**CONSIGNE**
Recopiez tel quel, et seulement lui, le passage des données ci-dessous qui commence par la ligne contenant "Box red shorts for me." et finit par la ligne contenant "[210,215,240,257]", ces deux lignes comprises.

**DONNÉES FOURNIES**
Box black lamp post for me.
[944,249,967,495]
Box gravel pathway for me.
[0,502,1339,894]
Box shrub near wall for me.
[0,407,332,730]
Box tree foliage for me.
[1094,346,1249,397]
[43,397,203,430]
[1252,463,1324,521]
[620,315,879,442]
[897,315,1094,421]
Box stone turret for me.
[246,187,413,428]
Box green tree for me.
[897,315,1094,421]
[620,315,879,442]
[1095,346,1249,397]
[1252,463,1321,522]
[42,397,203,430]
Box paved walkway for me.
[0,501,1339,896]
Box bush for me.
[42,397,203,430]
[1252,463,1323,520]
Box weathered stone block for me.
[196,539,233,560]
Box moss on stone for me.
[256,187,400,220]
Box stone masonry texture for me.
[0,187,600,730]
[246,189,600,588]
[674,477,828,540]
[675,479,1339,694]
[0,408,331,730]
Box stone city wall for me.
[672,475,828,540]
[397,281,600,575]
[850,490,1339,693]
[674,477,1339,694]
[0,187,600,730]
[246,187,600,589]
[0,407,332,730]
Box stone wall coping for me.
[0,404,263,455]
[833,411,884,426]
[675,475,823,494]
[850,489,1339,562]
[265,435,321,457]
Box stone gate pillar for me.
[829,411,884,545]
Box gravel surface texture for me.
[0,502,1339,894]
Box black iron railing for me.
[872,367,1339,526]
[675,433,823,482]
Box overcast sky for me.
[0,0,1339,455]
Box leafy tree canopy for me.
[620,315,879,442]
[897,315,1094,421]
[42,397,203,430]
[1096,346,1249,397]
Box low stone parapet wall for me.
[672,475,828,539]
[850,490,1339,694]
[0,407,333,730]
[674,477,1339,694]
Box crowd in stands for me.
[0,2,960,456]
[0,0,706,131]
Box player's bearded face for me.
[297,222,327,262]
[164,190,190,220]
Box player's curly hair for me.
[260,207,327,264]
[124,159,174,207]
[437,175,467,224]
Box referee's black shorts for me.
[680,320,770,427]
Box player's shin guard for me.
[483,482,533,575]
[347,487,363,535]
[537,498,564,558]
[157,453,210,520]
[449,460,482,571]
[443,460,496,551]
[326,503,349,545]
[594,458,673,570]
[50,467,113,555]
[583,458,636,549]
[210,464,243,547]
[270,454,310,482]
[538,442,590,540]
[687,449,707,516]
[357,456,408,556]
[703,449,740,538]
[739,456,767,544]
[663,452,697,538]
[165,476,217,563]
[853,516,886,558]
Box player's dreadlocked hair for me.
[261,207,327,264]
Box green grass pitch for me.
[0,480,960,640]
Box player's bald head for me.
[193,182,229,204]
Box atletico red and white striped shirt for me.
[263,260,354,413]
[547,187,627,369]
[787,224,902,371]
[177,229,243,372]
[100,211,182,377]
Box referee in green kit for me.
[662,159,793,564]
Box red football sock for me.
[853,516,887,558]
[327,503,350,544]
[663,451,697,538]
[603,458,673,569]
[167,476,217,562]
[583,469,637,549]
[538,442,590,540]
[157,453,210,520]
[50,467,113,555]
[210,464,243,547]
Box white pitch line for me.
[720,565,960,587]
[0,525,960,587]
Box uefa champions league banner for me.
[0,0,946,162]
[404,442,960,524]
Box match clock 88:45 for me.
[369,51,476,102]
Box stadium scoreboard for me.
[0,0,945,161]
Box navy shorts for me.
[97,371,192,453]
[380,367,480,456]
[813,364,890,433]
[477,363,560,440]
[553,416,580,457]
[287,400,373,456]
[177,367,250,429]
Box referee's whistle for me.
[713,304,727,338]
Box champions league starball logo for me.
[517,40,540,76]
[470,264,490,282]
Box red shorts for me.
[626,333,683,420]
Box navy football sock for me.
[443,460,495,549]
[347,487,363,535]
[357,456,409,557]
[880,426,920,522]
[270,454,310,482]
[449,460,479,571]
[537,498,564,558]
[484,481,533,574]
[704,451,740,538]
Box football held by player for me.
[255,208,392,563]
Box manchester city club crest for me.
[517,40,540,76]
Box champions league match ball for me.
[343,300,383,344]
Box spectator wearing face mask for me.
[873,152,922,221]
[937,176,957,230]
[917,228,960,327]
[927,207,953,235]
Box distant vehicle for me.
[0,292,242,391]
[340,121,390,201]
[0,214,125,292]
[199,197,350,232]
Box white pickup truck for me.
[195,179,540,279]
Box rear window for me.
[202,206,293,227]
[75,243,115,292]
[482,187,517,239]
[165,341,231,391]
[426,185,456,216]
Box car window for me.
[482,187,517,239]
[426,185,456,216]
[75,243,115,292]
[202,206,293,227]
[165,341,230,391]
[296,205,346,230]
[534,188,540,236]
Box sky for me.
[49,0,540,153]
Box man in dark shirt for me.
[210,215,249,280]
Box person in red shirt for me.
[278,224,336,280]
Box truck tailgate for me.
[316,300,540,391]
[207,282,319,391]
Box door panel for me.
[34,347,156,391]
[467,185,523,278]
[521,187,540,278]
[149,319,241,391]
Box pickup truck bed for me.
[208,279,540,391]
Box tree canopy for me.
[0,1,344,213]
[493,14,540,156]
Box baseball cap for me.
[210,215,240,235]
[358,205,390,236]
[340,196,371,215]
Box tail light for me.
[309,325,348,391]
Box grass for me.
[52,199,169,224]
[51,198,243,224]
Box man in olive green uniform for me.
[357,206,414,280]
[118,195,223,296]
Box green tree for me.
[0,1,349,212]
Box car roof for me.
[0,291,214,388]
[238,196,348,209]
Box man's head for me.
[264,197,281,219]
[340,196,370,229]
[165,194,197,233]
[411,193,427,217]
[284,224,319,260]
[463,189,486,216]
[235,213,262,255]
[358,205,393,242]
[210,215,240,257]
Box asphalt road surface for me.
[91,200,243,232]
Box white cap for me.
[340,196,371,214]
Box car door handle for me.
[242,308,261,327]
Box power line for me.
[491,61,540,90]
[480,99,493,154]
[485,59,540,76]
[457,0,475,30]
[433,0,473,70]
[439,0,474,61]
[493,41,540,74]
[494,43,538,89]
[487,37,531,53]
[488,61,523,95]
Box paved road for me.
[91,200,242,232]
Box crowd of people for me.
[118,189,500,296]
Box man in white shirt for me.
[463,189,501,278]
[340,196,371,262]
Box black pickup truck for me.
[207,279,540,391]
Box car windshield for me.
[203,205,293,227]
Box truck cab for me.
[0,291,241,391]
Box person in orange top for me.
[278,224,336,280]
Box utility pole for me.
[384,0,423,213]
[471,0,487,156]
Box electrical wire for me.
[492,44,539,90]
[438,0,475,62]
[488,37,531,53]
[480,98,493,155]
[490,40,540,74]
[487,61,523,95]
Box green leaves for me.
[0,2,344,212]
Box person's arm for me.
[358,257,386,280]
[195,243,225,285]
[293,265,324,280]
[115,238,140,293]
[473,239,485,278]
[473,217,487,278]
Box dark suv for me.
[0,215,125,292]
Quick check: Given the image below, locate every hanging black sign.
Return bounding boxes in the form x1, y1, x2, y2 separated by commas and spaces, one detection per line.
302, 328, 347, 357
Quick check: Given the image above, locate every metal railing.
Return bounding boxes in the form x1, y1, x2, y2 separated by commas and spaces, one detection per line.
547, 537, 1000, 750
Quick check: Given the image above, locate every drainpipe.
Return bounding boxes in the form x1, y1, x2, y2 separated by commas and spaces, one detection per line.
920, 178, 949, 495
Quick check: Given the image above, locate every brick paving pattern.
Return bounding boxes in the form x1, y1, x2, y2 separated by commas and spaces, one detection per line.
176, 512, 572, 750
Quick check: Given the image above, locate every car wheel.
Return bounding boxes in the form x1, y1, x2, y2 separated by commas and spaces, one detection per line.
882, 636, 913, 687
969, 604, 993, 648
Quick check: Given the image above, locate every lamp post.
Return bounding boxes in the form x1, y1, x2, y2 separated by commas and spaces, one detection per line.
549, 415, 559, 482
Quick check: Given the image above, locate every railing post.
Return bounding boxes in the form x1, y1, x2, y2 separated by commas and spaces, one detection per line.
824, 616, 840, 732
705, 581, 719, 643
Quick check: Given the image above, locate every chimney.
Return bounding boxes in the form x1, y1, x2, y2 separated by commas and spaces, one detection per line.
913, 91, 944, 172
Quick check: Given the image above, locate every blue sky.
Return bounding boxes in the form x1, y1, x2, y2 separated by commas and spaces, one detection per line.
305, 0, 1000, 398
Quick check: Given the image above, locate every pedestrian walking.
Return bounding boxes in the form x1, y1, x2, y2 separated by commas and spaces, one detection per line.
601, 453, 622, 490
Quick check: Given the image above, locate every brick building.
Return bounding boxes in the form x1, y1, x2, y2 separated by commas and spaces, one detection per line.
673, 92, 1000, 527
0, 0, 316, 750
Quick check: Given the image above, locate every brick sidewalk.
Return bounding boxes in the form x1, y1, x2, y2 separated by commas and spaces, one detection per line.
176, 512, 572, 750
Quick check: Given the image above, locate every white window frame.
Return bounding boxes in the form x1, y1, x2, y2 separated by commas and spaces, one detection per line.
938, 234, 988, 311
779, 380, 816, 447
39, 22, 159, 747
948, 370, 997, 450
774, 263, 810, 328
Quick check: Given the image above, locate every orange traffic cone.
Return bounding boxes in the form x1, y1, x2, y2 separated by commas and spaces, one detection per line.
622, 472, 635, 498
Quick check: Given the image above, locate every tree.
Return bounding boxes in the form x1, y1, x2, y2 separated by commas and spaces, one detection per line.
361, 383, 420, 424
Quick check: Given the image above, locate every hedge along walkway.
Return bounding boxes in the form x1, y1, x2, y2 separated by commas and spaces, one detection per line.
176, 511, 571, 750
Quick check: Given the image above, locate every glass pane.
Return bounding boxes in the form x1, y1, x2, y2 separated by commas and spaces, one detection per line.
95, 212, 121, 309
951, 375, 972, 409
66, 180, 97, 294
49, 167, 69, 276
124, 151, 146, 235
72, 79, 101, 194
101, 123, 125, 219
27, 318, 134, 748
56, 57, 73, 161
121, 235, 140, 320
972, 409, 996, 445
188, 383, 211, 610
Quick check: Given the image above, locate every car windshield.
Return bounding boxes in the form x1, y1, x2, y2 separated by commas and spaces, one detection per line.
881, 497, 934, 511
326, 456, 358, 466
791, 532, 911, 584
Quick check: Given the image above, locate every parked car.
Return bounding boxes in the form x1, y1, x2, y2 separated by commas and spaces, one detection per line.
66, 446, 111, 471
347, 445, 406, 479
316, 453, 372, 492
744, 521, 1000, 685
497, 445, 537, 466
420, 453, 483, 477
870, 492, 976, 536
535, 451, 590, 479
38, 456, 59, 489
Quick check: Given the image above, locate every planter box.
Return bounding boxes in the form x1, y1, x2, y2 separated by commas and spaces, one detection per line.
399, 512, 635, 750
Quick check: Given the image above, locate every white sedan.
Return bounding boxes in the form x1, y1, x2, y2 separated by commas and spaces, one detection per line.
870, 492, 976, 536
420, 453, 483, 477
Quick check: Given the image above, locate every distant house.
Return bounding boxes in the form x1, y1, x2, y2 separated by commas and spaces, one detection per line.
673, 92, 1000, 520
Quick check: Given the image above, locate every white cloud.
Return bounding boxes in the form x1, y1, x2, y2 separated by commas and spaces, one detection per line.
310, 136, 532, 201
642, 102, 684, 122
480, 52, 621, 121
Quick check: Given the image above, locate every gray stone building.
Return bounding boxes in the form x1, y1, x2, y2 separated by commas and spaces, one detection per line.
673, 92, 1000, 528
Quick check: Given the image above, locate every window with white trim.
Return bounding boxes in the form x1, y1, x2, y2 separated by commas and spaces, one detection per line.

**RÉPONSE**
Box red shorts for me.
[626,333,683,420]
Box navy football sock for me.
[443,460,495,549]
[347,487,363,535]
[357,456,409,557]
[880,426,920,522]
[270,454,310,482]
[449,460,479,571]
[537,498,564,558]
[484,481,533,574]
[704,451,740,538]
Box football held by player for me.
[255,208,392,563]
Box manchester city club crest for me.
[517,40,540,76]
Box champions league match ball for me.
[343,300,383,344]
Box spectator wearing face mask for me.
[873,152,922,221]
[937,176,957,230]
[917,228,960,327]
[927,207,953,235]
Box distant vehicle for me.
[0,292,242,391]
[340,121,390,201]
[0,214,125,292]
[199,197,350,232]
Box white pickup truck for me.
[195,179,540,279]
Box rear window for me.
[202,206,293,227]
[75,243,115,292]
[482,187,517,239]
[165,341,231,391]
[426,185,456,216]
Box car window for me.
[482,187,517,239]
[426,185,456,216]
[75,243,115,292]
[202,206,293,227]
[165,341,230,391]
[296,205,346,230]
[534,188,540,236]
Box sky for me.
[49,0,540,153]
Box man in dark shirt for me.
[210,215,249,280]
Box person in red shirt for me.
[278,224,336,280]
Box truck tailgate for me.
[316,300,540,391]
[207,282,319,391]
Box door panel for me.
[34,347,156,391]
[467,185,523,278]
[521,187,540,278]
[149,319,241,391]
Box pickup truck bed for me.
[208,279,540,391]
Box tree canopy for me.
[0,1,344,213]
[493,14,540,156]
Box baseball cap for me.
[210,215,240,235]
[358,205,390,236]
[340,196,371,215]
Box tail light for me.
[309,325,348,391]
Box grass for me.
[52,199,169,224]
[51,198,243,224]
Box man in olive green uniform for me.
[357,206,414,280]
[118,195,223,296]
Box green tree for me.
[0,1,349,212]
Box car roof for me.
[0,291,214,388]
[238,196,348,209]
Box man's head for me.
[264,197,281,219]
[340,196,370,229]
[165,194,197,233]
[411,193,427,217]
[284,224,319,260]
[463,189,486,216]
[235,213,262,255]
[358,205,393,242]
[210,215,240,257]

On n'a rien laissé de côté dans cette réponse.